» WHAT YOU WILL DO: Lines in which "positive" appears should be pulled from the data below.

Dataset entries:
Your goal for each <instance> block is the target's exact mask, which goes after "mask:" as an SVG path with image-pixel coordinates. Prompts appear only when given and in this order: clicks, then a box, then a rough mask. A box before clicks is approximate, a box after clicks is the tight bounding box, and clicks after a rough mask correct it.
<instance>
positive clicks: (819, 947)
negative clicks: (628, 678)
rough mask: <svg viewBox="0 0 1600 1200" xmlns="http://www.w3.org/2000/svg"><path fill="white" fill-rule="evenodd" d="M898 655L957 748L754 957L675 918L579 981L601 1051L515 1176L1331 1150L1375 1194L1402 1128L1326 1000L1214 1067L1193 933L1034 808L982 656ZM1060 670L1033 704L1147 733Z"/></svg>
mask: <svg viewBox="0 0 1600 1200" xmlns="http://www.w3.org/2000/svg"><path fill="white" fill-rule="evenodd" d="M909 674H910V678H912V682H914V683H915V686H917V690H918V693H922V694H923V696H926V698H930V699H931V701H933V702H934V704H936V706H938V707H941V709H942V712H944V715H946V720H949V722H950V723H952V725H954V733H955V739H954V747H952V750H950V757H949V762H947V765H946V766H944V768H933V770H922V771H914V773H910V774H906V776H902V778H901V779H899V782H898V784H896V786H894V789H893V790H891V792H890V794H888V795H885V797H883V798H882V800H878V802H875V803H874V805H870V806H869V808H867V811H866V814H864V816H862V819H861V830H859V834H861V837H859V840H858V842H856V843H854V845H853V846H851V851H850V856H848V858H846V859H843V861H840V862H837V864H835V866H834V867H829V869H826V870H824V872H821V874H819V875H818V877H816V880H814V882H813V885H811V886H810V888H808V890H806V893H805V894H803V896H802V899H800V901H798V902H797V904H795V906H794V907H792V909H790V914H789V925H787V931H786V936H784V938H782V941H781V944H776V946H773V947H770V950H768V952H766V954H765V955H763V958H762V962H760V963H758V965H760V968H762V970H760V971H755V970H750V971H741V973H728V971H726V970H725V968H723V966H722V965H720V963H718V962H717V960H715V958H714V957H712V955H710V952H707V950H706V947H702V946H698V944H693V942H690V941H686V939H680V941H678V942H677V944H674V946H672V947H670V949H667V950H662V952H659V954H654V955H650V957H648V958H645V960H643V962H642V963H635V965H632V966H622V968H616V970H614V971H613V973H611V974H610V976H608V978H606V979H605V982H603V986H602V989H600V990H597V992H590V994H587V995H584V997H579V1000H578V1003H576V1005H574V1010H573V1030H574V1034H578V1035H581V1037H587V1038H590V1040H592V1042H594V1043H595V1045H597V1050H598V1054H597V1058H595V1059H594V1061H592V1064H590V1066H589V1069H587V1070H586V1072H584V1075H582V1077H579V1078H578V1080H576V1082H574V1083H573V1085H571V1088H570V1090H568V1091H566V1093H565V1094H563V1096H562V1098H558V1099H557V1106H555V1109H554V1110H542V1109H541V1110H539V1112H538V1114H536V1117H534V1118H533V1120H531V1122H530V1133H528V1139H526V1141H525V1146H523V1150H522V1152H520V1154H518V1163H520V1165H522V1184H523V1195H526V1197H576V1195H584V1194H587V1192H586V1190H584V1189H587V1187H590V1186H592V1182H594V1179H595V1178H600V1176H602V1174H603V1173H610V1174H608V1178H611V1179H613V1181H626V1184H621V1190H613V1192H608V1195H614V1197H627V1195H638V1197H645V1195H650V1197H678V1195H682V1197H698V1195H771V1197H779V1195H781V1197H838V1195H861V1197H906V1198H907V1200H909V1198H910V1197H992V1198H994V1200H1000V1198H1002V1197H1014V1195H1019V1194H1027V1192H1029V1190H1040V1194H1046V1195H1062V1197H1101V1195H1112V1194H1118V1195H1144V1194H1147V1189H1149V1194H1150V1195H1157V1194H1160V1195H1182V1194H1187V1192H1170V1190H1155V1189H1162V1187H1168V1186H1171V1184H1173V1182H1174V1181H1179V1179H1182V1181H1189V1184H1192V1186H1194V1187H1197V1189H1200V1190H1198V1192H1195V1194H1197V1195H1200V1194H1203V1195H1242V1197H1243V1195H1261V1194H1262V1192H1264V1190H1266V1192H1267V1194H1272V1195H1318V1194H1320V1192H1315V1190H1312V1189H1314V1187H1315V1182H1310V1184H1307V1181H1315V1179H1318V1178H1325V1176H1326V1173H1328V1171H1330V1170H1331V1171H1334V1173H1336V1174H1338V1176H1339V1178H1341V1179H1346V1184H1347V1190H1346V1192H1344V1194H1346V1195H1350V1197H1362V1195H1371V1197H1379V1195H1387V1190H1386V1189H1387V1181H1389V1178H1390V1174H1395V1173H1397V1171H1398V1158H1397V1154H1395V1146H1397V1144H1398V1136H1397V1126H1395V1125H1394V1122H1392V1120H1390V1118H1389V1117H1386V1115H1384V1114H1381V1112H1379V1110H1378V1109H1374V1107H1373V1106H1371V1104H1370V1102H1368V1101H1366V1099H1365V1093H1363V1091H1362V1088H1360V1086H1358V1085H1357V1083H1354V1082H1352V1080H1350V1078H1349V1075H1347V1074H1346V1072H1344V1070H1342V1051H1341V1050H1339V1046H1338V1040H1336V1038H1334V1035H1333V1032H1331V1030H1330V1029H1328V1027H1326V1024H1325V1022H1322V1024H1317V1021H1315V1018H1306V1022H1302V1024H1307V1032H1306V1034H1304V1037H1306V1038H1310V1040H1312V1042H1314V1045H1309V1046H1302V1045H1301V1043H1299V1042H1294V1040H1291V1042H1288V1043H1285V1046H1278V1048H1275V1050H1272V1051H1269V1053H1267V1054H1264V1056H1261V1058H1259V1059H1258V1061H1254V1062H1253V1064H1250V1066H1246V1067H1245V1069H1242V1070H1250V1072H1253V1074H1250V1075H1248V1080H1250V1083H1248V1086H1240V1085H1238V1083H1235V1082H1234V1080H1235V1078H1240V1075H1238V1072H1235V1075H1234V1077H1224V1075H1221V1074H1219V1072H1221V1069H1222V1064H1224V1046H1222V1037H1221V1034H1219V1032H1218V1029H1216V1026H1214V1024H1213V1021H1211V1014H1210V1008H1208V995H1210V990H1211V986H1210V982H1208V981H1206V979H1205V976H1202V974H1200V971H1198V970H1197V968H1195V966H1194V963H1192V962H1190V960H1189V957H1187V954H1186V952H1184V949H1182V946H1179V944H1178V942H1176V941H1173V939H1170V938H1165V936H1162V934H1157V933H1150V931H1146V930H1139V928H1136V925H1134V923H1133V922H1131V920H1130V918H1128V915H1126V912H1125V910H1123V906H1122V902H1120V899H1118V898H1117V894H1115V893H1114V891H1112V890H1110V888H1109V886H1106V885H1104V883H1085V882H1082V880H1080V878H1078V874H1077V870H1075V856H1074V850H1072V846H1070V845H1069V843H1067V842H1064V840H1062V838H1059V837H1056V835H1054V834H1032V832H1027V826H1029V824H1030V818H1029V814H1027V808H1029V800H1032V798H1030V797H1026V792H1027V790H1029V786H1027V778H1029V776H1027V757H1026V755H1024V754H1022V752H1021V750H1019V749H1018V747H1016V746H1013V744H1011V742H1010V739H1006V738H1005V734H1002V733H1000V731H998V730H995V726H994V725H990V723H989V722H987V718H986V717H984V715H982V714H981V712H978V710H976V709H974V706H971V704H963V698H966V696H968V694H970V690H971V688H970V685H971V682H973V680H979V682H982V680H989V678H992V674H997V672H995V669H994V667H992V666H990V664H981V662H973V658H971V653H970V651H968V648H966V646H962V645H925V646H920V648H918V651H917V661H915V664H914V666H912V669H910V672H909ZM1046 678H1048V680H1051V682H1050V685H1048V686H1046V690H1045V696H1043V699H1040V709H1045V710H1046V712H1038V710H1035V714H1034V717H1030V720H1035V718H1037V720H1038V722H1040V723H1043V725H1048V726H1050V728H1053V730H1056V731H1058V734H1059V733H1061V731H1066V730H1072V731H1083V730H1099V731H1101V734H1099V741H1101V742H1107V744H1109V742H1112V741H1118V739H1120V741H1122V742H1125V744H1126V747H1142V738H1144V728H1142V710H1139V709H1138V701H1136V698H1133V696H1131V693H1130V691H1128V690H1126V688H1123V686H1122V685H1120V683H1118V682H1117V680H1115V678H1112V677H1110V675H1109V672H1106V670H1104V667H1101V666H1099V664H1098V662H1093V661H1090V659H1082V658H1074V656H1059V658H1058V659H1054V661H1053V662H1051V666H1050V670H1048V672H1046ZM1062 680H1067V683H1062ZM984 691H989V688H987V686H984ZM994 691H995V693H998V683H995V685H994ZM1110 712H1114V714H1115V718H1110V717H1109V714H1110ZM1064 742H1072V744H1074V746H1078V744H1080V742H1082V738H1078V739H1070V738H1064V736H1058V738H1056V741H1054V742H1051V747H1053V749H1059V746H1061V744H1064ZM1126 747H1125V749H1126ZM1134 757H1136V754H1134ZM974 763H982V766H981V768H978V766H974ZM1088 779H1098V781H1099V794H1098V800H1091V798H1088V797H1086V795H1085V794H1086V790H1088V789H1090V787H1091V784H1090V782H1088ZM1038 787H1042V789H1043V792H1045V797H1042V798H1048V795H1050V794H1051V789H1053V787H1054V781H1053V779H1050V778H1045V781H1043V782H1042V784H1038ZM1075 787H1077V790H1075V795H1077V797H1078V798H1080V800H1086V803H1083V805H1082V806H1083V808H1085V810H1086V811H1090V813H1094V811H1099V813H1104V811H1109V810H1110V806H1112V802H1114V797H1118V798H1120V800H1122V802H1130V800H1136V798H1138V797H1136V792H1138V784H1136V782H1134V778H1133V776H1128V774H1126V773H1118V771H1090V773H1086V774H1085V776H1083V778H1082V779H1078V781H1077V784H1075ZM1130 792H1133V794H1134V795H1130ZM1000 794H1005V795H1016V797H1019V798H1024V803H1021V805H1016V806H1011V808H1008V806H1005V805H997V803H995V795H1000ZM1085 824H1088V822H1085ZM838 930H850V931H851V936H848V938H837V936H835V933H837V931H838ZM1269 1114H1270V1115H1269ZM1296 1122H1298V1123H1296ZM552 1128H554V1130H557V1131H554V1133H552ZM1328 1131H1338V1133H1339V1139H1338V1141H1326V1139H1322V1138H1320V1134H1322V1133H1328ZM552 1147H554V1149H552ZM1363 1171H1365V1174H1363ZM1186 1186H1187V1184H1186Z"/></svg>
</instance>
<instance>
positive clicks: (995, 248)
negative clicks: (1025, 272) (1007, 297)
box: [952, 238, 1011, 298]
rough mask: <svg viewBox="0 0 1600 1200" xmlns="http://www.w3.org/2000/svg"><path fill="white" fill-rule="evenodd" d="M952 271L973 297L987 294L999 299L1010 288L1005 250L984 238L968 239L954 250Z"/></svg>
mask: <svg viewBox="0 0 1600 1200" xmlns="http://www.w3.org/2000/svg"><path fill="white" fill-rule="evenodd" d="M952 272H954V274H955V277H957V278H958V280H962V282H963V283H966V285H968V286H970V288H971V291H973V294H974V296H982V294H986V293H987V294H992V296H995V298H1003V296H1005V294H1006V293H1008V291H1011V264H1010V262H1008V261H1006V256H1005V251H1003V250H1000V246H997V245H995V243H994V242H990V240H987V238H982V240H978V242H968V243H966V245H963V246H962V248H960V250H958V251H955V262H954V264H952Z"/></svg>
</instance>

» RESULT:
positive clicks: (819, 947)
positive clicks: (995, 248)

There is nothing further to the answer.